Dataset entries:
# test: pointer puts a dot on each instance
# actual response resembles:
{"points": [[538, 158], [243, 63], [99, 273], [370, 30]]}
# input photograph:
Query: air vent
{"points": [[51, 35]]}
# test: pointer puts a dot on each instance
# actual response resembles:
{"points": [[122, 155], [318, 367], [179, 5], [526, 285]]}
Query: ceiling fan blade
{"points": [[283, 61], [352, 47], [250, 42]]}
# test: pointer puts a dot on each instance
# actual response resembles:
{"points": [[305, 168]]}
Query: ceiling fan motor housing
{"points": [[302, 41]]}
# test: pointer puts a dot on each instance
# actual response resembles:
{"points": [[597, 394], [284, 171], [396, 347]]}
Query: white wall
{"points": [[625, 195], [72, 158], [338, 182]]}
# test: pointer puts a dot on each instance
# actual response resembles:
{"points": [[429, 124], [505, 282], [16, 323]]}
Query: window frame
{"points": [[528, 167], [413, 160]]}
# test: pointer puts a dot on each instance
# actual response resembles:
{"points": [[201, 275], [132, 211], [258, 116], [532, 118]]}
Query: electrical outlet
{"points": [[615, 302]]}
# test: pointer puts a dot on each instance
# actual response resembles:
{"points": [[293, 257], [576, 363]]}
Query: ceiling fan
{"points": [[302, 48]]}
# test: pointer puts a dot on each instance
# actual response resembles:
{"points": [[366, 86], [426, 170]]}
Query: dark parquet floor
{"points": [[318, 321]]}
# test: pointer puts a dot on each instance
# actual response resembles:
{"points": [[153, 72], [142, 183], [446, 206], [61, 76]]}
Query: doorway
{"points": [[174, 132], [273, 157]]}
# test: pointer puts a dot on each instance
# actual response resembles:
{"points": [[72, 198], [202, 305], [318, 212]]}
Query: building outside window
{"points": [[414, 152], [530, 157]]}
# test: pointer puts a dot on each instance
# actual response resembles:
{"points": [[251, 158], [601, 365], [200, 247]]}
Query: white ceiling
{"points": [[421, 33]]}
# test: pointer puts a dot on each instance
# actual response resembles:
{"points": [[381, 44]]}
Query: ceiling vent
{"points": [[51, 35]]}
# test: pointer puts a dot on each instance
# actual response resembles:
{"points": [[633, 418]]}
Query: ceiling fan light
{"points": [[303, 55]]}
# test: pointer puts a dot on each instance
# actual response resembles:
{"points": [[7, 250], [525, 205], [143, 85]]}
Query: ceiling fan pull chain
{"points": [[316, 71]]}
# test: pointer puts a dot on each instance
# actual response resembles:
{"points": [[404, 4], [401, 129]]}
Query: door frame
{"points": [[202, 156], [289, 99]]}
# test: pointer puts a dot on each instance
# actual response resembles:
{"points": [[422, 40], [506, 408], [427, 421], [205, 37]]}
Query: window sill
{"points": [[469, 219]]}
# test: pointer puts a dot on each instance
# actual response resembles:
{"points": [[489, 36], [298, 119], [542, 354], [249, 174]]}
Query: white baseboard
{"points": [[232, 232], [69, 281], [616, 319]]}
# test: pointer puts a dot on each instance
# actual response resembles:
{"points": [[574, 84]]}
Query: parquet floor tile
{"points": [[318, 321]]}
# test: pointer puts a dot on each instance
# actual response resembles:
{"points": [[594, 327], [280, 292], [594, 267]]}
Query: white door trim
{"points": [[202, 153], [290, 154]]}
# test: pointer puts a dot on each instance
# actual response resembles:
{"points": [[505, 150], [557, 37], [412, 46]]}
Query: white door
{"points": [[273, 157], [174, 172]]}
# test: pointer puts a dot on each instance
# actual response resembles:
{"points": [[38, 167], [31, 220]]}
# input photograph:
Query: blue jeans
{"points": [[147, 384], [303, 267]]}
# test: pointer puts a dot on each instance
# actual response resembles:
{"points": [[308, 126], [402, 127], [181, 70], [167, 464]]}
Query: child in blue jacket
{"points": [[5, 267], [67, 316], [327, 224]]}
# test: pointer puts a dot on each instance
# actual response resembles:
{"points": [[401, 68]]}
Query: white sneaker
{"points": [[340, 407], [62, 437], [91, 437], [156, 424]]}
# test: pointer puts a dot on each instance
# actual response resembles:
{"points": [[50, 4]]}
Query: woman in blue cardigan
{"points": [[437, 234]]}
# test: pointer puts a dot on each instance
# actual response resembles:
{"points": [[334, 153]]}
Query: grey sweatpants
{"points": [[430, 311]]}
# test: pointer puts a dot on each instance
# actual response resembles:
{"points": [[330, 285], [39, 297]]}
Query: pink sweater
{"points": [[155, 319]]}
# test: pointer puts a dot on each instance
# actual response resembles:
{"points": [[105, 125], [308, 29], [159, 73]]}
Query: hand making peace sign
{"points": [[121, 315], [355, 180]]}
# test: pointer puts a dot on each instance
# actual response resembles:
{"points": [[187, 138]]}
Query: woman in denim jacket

WORK TASK – Repeat each record in full; every line must match exactly.

SOLVED EXERCISE –
# test: pointer puts a dot on each instance
# actual response resembles:
{"points": [[538, 158], [243, 63], [99, 273], [370, 30]]}
# input photograph:
Query: air vent
{"points": [[51, 35]]}
# test: pointer puts a dot on each instance
# actual response resembles:
{"points": [[122, 155], [318, 367], [179, 5], [526, 285]]}
Query: ceiling fan blade
{"points": [[283, 61], [352, 47], [250, 42]]}
# test: pointer puts a dot on each instance
# actual response resembles:
{"points": [[305, 168]]}
Query: ceiling fan motor housing
{"points": [[302, 41]]}
# test: pointer puts a dot on each instance
# actual response resembles:
{"points": [[597, 394], [284, 171], [396, 347]]}
Query: white wall
{"points": [[625, 195], [72, 158], [338, 182]]}
# test: pointer puts a dot on each instance
# actual response resembles:
{"points": [[429, 124], [505, 282], [16, 323]]}
Query: window frame
{"points": [[528, 167], [413, 160]]}
# test: pointer puts a dot on each instance
# actual response resembles:
{"points": [[201, 275], [132, 211], [258, 116], [532, 118]]}
Query: electrical outlet
{"points": [[615, 302]]}
# test: pointer puts a dot on each instance
# actual response resembles:
{"points": [[293, 257], [576, 363]]}
Query: ceiling fan
{"points": [[302, 48]]}
# test: pointer puts a dot on each instance
# actual response resembles:
{"points": [[366, 86], [426, 170]]}
Query: dark parquet floor
{"points": [[318, 321]]}
# test: pointer puts a dot on each instance
# actual response resembles:
{"points": [[153, 72], [142, 183], [446, 206], [61, 76]]}
Query: doorway
{"points": [[174, 132], [273, 157]]}
# test: pointer puts a dot on each instance
# actual response resembles:
{"points": [[72, 198], [202, 305], [318, 212]]}
Query: building outside window
{"points": [[414, 152], [530, 157]]}
# test: pointer puts a dot on each instance
# actual response resembles:
{"points": [[251, 158], [601, 365], [200, 247]]}
Query: white ceiling
{"points": [[421, 33]]}
# test: pointer puts a dot on each instance
# actual response resembles:
{"points": [[381, 44]]}
Query: ceiling vent
{"points": [[51, 35]]}
# test: pointer puts a dot on each instance
# actual response resembles:
{"points": [[633, 418]]}
Query: ceiling fan light
{"points": [[303, 55]]}
# test: pointer puts a dot on each instance
# actual response resembles:
{"points": [[7, 250], [525, 205], [143, 85]]}
Query: ceiling fan pull chain
{"points": [[316, 71]]}
# test: pointer puts a dot on each instance
# actual response resembles:
{"points": [[404, 4], [401, 129]]}
Query: door frame
{"points": [[202, 156], [289, 99]]}
# test: pointer puts a dot on each instance
# actual response resembles:
{"points": [[422, 40], [506, 408], [427, 421], [205, 37]]}
Query: window sill
{"points": [[469, 219]]}
# test: pointer puts a dot on each instance
# actual response resembles:
{"points": [[489, 36], [298, 119], [542, 354], [249, 174]]}
Query: white baseboard
{"points": [[232, 232], [69, 281], [616, 319]]}
# test: pointer puts a dot on each instance
# actual response resembles:
{"points": [[574, 84]]}
Query: parquet floor tile
{"points": [[318, 321]]}
# test: pointer puts a dot on each instance
# actual response resembles:
{"points": [[594, 327], [280, 292], [594, 267]]}
Query: white door trim
{"points": [[202, 153], [290, 154]]}
# test: pointer puts a dot on each instance
# actual response resembles:
{"points": [[505, 150], [557, 37], [412, 46]]}
Query: white door
{"points": [[273, 157], [174, 172]]}
# test: pointer puts a dot on each instance
# actual response resembles:
{"points": [[38, 167], [31, 220]]}
# input photograph:
Query: blue jeans
{"points": [[147, 384], [303, 267]]}
# test: pointer puts a dot on each instance
# actual response resembles:
{"points": [[308, 126], [402, 127], [181, 70], [167, 464]]}
Query: child in blue jacket
{"points": [[5, 267], [67, 316], [327, 224]]}
# test: pointer puts a dot on each instance
# actual response resembles:
{"points": [[401, 68]]}
Query: white sneaker
{"points": [[340, 407], [62, 437], [91, 437], [156, 424]]}
# test: pointer puts a dot on each instance
# actual response resembles:
{"points": [[50, 4]]}
Query: woman in blue cardigan
{"points": [[437, 234]]}
# test: pointer puts a dot on each instance
# actual response resembles:
{"points": [[334, 153]]}
Query: grey sweatpants
{"points": [[430, 311]]}
# test: pointer puts a dot on each instance
# actual response resembles:
{"points": [[330, 285], [39, 297]]}
Query: pink sweater
{"points": [[155, 319]]}
# test: pointer puts a dot on each instance
# actual response resembles:
{"points": [[105, 125], [308, 29], [159, 73]]}
Query: hand making peace sign
{"points": [[121, 315], [355, 180]]}
# test: pointer puts a dot on each instance
# actual response resembles:
{"points": [[187, 138]]}
Query: woman in denim jacket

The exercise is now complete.